*Selected extract:*
══════

Karlo Smid

Elixir Developer @ Yolo

Karlo created his first core dump file in C in 1994 and his first Elixir core dump file in 2016. Currently, he is creating Elixir code that runs as a microservice in the Yolo infrastructure. In his free time, Karlo walks, does stand-up comedy, practices Rubik Cube solving, and he is probably The Worst Chess Player In The World (TWCPITW).

Talk:
Taming 20 Million Oban Jobs in Production

What happens when a queue meant for thousands of jobs swells to 20 million—and keeps growing? In this talk, I’ll walk you through a real-world incident where our Oban queue spiraled out of control in production. We’ll dissect what led to this situation, how we investigated the root cause without halting traffic, and the changes we made to restore stability. This isn’t just a story about background jobs—it’s a practical lesson in diagnosing live systems, managing back pressure, and making safe trade-offs in production. As a bonus, I’ll share battle-tested design tips for building resilient systems with Oban—from queue isolation and job retries to rate-limiting and observability. Whether you’re scaling a system or preventing your own “20 million jobs” moment, these lessons will help.

══════

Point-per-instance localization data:
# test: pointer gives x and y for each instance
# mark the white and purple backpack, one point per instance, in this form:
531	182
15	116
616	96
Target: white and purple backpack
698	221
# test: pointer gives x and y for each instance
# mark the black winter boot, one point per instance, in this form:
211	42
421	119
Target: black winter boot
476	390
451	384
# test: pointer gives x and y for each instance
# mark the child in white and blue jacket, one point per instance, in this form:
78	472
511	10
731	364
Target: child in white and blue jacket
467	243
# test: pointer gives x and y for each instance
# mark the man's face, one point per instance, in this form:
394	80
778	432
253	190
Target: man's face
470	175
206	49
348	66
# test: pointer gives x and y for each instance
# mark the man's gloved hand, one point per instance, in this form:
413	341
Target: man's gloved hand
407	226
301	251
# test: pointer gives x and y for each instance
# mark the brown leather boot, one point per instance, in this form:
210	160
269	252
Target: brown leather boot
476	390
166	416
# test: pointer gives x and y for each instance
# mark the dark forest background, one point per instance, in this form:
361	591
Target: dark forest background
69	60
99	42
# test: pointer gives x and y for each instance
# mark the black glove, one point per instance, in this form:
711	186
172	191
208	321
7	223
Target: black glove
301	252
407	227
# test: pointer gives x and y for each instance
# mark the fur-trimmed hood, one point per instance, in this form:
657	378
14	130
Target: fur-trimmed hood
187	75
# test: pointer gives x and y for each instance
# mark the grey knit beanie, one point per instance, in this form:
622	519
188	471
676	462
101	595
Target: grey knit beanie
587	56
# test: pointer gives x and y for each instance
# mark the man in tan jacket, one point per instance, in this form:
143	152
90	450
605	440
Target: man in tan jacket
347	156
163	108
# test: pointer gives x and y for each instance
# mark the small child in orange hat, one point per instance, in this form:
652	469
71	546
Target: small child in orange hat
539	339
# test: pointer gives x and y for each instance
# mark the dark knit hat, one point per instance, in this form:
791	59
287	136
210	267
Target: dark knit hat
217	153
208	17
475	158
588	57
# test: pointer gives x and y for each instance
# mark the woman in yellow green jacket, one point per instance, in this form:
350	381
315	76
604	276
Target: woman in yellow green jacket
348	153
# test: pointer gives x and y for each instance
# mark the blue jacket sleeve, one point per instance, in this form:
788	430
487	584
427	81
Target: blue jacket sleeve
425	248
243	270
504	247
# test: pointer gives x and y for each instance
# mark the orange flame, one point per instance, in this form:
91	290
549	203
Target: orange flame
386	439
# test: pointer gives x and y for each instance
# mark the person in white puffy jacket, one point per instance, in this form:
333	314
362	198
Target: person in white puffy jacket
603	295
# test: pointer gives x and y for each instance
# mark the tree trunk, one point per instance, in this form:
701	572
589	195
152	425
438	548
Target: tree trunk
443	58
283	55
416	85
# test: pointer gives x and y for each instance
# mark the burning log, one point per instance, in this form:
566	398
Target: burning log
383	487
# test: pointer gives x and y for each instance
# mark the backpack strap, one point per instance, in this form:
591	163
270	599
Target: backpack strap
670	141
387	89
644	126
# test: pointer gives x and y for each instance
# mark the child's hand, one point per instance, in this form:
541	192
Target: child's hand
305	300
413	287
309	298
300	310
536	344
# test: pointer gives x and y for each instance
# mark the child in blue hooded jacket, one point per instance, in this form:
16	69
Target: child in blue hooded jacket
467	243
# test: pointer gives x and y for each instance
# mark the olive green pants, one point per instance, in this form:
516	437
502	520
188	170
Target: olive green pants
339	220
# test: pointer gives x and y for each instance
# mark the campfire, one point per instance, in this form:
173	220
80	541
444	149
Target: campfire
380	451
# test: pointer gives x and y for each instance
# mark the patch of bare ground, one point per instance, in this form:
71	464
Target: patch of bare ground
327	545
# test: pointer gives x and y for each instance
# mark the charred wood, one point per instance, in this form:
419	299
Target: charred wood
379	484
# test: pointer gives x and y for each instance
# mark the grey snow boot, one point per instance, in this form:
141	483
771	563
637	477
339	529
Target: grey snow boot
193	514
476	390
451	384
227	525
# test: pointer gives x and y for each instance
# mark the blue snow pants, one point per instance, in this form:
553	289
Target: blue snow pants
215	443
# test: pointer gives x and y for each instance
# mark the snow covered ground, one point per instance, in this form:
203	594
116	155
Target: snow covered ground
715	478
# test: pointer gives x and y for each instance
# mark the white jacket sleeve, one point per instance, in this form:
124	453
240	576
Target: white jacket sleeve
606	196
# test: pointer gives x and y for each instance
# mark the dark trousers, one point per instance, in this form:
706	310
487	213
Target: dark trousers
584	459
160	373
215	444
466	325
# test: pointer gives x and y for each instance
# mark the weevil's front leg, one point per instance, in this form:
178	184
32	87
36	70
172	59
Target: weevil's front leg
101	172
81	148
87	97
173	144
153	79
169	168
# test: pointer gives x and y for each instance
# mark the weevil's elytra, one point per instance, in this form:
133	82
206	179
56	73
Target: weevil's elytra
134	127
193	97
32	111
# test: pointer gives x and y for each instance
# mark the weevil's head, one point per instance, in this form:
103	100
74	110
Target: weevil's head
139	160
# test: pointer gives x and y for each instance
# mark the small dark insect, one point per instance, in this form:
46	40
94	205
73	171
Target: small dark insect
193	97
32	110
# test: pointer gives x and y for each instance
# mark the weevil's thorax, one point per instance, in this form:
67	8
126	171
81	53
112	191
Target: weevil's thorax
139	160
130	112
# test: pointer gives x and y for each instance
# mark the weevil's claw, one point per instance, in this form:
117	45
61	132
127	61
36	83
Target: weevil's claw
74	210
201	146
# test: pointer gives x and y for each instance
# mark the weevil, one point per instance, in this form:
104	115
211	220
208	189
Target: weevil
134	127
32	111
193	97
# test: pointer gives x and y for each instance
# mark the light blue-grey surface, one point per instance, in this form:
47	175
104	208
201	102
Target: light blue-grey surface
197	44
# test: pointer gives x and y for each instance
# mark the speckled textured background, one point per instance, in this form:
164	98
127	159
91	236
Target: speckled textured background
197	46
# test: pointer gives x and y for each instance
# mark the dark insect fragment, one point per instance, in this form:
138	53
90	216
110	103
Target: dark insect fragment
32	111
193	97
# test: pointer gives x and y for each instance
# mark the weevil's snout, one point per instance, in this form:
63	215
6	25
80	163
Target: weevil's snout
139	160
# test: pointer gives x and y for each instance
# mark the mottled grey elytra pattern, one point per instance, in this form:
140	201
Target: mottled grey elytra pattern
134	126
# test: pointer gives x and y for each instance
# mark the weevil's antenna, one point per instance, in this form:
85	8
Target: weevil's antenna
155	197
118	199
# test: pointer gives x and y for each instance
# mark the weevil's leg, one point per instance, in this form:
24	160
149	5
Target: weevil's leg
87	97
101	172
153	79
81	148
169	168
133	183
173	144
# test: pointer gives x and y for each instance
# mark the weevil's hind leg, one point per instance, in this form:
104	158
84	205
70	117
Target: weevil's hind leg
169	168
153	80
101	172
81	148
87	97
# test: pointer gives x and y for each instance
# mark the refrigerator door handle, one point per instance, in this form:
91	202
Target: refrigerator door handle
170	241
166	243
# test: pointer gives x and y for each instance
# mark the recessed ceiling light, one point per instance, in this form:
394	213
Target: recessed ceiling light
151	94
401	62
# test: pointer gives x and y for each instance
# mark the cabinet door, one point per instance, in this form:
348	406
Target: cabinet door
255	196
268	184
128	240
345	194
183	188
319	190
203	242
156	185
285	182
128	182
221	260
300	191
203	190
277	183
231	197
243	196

══════

*Tasks to carry out:*
**A)** Answer these questions from the speaker page:
(i) In what year did Karlo create his first Elixir core dump file?
(ii) To how many jobs did the Oban queue swell?
(iii) In whose infrastructure does Karlo's current Elixir code run as a microservice?
**B)** Say whether each statement agrees with the speaker page. Answer yes or no and quote the words that decide it.
(i) Karlo created his first core dump file in Elixir in 1994.
(ii) The team stopped traffic to find the root cause.
(iii) The talk's design tips include rate-limiting.
**C)** Go on with the speaker page for the talk on the 20 million Oban jobs, starting after its last sentence.

*Answers given:*
**A)**
(i) 2016
(ii) 20 million
(iii) Yolo

**B)**
(i) No: "Karlo created his first core dump file in C in 1994"
(ii) No: "how we investigated the root cause without halting traffic"
(iii) Yes: "from queue isolation and job retries to rate-limiting and observability"

**C)**
Key Takeaways:

  • Strategies for debugging and resolving large-scale queue backlogs

  • Practical advice for running Oban in production environments

  • How to design job-processing systems that are resilient and observable

  • Techniques for managing job volume, retries, and queue isolation

  • Bonus tips from real-world experience designing with Oban

Target Audience:

  • Elixir developers, DevOps, and engineering leads working with or planning to adopt Oban.